>>>>

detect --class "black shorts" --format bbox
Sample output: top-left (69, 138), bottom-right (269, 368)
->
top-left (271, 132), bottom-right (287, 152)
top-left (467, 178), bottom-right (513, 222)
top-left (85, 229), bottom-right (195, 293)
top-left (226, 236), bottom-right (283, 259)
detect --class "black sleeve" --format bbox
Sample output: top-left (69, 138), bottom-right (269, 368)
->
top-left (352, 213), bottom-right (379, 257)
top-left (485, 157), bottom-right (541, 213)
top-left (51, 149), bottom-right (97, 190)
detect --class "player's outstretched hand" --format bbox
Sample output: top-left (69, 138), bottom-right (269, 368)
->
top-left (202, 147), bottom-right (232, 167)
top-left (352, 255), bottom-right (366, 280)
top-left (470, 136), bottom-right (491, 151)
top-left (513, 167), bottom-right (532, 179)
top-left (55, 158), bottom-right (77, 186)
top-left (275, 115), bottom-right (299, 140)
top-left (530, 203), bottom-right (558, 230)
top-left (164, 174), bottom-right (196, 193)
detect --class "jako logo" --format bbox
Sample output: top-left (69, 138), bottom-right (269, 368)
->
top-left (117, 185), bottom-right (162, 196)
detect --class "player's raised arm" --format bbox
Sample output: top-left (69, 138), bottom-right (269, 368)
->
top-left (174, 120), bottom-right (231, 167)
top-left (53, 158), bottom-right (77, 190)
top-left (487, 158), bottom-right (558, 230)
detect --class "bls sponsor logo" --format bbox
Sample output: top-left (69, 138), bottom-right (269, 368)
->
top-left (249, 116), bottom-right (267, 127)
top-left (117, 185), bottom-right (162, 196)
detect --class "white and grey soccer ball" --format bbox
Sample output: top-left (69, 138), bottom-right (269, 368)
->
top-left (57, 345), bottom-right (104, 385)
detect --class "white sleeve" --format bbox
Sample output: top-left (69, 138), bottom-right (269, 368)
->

<<<<

Copy out every line of the listing above without changing a single character.

- Final result
detect --class "black shorts" --format bbox
Sample output: top-left (69, 138), bottom-right (269, 368)
->
top-left (271, 132), bottom-right (287, 152)
top-left (467, 178), bottom-right (513, 222)
top-left (85, 229), bottom-right (195, 293)
top-left (226, 236), bottom-right (283, 259)
detect --class "black sleeve" --format bbox
Sample output: top-left (69, 138), bottom-right (269, 368)
->
top-left (352, 213), bottom-right (379, 257)
top-left (485, 157), bottom-right (541, 213)
top-left (51, 149), bottom-right (97, 190)
detect --class "player's outstretched hand" --format bbox
Sample output: top-left (69, 138), bottom-right (269, 368)
->
top-left (202, 147), bottom-right (232, 167)
top-left (352, 255), bottom-right (366, 280)
top-left (470, 136), bottom-right (491, 151)
top-left (513, 167), bottom-right (532, 179)
top-left (55, 158), bottom-right (77, 186)
top-left (275, 115), bottom-right (299, 140)
top-left (530, 203), bottom-right (558, 230)
top-left (164, 174), bottom-right (196, 193)
detect --class "jako logo" --format bbox
Sample output: top-left (69, 138), bottom-right (269, 368)
->
top-left (117, 185), bottom-right (162, 196)
detect --class "player's raised arm" --format bbox
Sample output: top-left (69, 138), bottom-right (269, 368)
->
top-left (174, 120), bottom-right (231, 167)
top-left (53, 158), bottom-right (77, 190)
top-left (487, 158), bottom-right (558, 230)
detect --class "bls sponsor logo" --format bbox
Sample output: top-left (69, 138), bottom-right (269, 368)
->
top-left (249, 116), bottom-right (267, 127)
top-left (117, 185), bottom-right (162, 196)
detect --class "white and grey soccer ball" --format bbox
Sample output: top-left (69, 138), bottom-right (269, 368)
->
top-left (57, 345), bottom-right (104, 385)
detect --class "white sleeve" --format bbox
Sample output: top-left (69, 138), bottom-right (269, 368)
->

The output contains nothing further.